Consignes de l'exercice:
Recopiez à l'identique chaque ligne de toutes les entrées ci-dessous.

====================

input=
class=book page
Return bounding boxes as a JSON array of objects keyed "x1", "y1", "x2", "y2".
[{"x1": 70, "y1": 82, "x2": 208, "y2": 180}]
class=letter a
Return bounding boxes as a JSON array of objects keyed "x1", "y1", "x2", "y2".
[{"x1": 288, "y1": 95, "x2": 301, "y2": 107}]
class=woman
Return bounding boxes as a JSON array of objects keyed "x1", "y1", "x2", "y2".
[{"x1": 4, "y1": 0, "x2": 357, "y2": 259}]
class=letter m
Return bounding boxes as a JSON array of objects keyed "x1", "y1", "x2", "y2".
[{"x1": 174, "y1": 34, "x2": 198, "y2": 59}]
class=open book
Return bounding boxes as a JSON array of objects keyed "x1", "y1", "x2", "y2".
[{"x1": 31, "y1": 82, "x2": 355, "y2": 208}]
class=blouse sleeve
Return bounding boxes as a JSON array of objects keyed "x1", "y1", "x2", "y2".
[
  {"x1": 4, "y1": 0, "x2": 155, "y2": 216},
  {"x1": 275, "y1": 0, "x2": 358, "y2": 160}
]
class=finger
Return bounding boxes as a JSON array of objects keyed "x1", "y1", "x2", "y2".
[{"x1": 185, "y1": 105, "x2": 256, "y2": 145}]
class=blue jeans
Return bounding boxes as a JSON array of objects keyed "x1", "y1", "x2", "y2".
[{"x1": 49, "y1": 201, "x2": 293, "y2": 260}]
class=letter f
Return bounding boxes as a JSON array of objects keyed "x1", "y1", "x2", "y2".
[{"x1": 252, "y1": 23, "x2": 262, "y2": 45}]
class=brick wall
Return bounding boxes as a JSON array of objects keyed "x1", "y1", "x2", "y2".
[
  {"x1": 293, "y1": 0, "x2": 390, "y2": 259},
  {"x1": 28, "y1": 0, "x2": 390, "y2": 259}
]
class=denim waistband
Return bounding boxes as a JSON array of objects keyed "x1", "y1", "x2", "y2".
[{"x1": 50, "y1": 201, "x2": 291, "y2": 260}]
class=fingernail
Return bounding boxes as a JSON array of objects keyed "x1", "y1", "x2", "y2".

====================

Résultat obtenu:
input=
class=book page
Return bounding boxes as a JSON array of objects keyed "x1", "y1", "x2", "y2".
[{"x1": 70, "y1": 82, "x2": 208, "y2": 180}]
class=letter a
Return bounding boxes as a JSON array of objects keyed "x1", "y1", "x2", "y2".
[{"x1": 288, "y1": 95, "x2": 301, "y2": 107}]
class=woman
Return bounding boxes as a JSON array of objects keyed "x1", "y1", "x2", "y2".
[{"x1": 4, "y1": 0, "x2": 357, "y2": 259}]
class=letter m
Return bounding boxes as a JSON array of objects keyed "x1", "y1", "x2", "y2".
[{"x1": 174, "y1": 34, "x2": 198, "y2": 59}]
class=open book
Return bounding boxes as a JSON array of objects keyed "x1", "y1", "x2", "y2".
[{"x1": 31, "y1": 82, "x2": 355, "y2": 208}]
class=blouse sleeve
Return bounding boxes as a JSON array of objects keyed "x1", "y1", "x2", "y2".
[
  {"x1": 4, "y1": 0, "x2": 155, "y2": 216},
  {"x1": 275, "y1": 0, "x2": 358, "y2": 160}
]
class=finger
Return bounding boxes as a JSON array of objects keyed "x1", "y1", "x2", "y2".
[{"x1": 185, "y1": 105, "x2": 256, "y2": 145}]
class=blue jeans
Return bounding boxes as a JSON array of objects keyed "x1", "y1", "x2", "y2".
[{"x1": 49, "y1": 201, "x2": 293, "y2": 260}]
class=letter f
Return bounding boxes as a JSON array of objects keyed "x1", "y1", "x2", "y2".
[{"x1": 252, "y1": 23, "x2": 262, "y2": 45}]
class=brick wall
Return bounding boxes as a JSON array of objects keyed "x1", "y1", "x2", "y2".
[
  {"x1": 293, "y1": 0, "x2": 390, "y2": 259},
  {"x1": 28, "y1": 0, "x2": 390, "y2": 259}
]
class=denim waistband
Return bounding boxes as a JSON array of objects keyed "x1", "y1", "x2", "y2".
[{"x1": 50, "y1": 201, "x2": 291, "y2": 260}]
class=fingernail
Return bounding boxes as a JSON array of objects keyed "x1", "y1", "x2", "y2".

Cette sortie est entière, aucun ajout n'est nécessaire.